» **Exercise instructions**
Copy the records below exactly, but leave out any picture they contain.
Study material START
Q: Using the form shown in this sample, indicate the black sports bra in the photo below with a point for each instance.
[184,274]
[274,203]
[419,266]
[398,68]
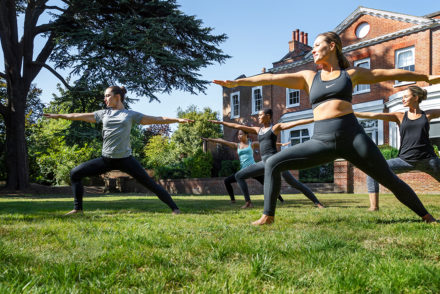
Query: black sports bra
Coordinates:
[340,88]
Study material END
» **Exercise output**
Q: Using the form shown in this sample, indicate the black sports bra in the photo below with a point for each instance.
[184,274]
[274,203]
[419,266]
[398,68]
Query: black sports bra
Coordinates:
[340,88]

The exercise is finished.